▸ 格納データ
————
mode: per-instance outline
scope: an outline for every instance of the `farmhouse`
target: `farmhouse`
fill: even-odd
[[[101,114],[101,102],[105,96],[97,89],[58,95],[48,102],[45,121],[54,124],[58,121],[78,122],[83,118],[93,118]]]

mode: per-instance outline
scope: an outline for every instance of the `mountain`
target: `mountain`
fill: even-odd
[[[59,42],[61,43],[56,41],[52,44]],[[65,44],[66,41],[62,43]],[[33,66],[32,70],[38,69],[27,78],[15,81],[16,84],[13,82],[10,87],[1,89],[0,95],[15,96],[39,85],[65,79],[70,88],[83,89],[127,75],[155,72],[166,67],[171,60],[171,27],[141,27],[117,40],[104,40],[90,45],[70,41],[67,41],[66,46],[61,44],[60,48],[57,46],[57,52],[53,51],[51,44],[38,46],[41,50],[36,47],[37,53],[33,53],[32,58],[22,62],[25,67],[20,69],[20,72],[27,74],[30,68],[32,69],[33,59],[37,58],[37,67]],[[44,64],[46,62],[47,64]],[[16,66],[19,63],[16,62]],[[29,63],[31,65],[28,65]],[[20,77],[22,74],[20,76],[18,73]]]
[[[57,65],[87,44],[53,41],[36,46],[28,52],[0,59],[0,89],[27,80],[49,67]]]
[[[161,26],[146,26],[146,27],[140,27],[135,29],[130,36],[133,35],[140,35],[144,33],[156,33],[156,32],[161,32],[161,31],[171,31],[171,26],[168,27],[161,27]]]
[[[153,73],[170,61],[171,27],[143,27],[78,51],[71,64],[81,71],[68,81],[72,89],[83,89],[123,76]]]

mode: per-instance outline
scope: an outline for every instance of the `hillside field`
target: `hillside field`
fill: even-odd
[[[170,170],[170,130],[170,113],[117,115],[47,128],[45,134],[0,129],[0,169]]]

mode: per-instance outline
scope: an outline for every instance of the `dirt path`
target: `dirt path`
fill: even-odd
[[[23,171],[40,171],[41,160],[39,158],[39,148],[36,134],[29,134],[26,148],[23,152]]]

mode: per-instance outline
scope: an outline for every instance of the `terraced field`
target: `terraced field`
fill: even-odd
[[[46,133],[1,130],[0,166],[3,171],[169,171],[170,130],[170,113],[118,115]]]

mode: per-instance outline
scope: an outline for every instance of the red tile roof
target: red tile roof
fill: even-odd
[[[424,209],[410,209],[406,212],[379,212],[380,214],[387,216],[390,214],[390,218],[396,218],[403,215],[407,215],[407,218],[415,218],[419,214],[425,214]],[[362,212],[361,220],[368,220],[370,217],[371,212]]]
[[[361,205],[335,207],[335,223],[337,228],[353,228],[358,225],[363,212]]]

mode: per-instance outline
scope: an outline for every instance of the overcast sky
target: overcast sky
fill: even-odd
————
▸ 課題
上のデータで、文字列「roof」を含む行を数え、その行数だけを答えよ。

▸ 解答
2